SHORT PROBLEM » The required output consists solely of the lines from the line containing "In this picture, where can the black hooded" through the end of the records, copied exactly.

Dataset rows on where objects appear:
[start]

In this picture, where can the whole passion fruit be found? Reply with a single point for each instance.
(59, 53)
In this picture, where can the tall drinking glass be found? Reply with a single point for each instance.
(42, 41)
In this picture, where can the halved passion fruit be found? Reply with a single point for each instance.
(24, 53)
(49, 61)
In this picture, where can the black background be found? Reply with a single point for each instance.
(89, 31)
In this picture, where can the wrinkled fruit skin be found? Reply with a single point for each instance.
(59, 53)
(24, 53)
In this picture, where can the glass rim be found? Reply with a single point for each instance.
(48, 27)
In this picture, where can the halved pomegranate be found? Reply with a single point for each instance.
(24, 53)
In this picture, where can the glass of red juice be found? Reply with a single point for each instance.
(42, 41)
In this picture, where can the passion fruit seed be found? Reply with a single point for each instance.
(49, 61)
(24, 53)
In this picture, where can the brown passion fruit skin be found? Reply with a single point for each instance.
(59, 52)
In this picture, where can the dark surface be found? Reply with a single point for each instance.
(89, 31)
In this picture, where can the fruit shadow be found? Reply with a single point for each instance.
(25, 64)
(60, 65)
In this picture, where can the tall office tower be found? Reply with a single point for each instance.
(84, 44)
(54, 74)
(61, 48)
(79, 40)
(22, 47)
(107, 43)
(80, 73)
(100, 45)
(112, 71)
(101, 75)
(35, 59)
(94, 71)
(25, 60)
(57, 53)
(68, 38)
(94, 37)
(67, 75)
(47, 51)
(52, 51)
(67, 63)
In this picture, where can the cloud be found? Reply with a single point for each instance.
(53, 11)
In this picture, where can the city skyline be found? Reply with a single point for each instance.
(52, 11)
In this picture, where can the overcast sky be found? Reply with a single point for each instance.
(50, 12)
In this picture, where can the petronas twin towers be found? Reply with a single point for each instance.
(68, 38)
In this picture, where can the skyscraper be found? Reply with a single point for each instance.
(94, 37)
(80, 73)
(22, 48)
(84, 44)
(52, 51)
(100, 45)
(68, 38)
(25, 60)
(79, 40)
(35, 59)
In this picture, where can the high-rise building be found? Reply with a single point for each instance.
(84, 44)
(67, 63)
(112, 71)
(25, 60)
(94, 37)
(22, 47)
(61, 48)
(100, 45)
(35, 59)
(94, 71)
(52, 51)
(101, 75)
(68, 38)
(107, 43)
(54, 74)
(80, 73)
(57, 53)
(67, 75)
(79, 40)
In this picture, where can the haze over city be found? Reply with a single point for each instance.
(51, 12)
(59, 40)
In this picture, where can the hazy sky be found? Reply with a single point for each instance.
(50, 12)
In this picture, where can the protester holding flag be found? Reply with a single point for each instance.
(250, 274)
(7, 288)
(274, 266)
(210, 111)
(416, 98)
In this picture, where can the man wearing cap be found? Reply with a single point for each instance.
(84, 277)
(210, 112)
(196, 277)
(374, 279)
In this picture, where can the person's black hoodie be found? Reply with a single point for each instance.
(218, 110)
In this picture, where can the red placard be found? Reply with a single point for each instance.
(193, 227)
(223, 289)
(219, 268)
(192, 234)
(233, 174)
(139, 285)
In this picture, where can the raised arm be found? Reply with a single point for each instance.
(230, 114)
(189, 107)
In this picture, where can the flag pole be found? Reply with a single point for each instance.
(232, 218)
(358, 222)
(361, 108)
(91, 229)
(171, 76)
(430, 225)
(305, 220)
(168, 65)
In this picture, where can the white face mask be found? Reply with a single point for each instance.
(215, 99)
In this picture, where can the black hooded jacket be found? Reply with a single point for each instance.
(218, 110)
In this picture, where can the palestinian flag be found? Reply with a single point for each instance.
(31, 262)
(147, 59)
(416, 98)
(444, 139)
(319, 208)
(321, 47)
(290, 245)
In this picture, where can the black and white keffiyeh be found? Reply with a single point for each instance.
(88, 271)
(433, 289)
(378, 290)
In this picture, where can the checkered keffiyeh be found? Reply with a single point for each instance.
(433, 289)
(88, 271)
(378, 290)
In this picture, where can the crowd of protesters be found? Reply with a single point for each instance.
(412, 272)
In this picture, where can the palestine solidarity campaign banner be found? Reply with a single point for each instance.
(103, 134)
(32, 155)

[end]

RESULT »
In this picture, where can the black hooded jacket be found? Reply with a single point for each instance.
(218, 110)
In this picture, where can the palestinian flag be found? Reply with a single point for each instance.
(31, 262)
(147, 59)
(416, 98)
(444, 139)
(319, 208)
(321, 47)
(290, 245)
In this picture, where can the black and white keffiyeh be found? Reply with a single point for each instance.
(88, 271)
(433, 289)
(378, 290)
In this picture, where can the checkered keffiyeh be found? Reply with a single point for each instance.
(433, 289)
(88, 271)
(378, 290)
In this picture, where can the crowd of protesters be found? Reply with a single point for each instance.
(412, 272)
In this picture, where can the palestine solidarity campaign banner be found? Reply with a single point for each instance.
(103, 134)
(32, 155)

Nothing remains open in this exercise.